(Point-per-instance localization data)
* * *
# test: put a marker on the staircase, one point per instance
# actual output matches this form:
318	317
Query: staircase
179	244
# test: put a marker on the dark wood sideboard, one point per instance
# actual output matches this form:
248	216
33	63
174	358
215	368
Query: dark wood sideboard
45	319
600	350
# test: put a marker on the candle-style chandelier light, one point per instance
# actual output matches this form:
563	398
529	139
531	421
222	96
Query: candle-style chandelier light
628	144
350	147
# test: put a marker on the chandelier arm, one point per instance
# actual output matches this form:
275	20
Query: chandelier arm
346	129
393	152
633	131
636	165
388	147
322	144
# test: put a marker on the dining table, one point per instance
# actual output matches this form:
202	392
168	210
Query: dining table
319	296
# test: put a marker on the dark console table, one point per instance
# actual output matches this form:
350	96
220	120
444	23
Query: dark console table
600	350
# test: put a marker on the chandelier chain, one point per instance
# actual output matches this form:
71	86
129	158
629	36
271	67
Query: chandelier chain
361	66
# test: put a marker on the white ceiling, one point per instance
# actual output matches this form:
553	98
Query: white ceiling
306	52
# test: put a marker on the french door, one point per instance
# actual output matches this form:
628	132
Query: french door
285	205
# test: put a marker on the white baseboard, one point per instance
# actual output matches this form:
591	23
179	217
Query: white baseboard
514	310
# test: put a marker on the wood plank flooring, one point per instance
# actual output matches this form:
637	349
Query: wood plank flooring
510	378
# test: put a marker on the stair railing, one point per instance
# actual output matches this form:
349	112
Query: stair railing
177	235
* * *
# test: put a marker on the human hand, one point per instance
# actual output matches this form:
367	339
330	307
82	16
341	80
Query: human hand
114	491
* * *
What to work on - Retype exactly, and only, the lines above from the one where "# test: put a marker on the staircase, one" occurs up to and including the one where "# test: put a marker on the dark console" occurs.

Your response -
# test: put a marker on the staircase, one point per instance
# actual output matches this form:
318	317
Query: staircase
179	244
# test: put a marker on the dark wood sideboard, one point per instance
# actual output matches this form:
248	216
33	63
174	358
215	368
Query: dark wood sideboard
45	319
600	350
# test: put a marker on the candle-style chandelier light, one point per instance
# actual output matches this form:
563	398
529	139
531	421
222	96
Query: candle-style chandelier light
628	144
350	147
# test: put a marker on the chandelier arm, one point per instance
# actual output matches this form:
275	20
Query: chandelier arm
346	129
393	152
633	131
636	165
388	147
322	144
# test: put a marker on the dining table, one point per instance
# actual output matches this form:
202	392
168	210
Query: dining table
319	296
# test: put a marker on the dark console table, one point per instance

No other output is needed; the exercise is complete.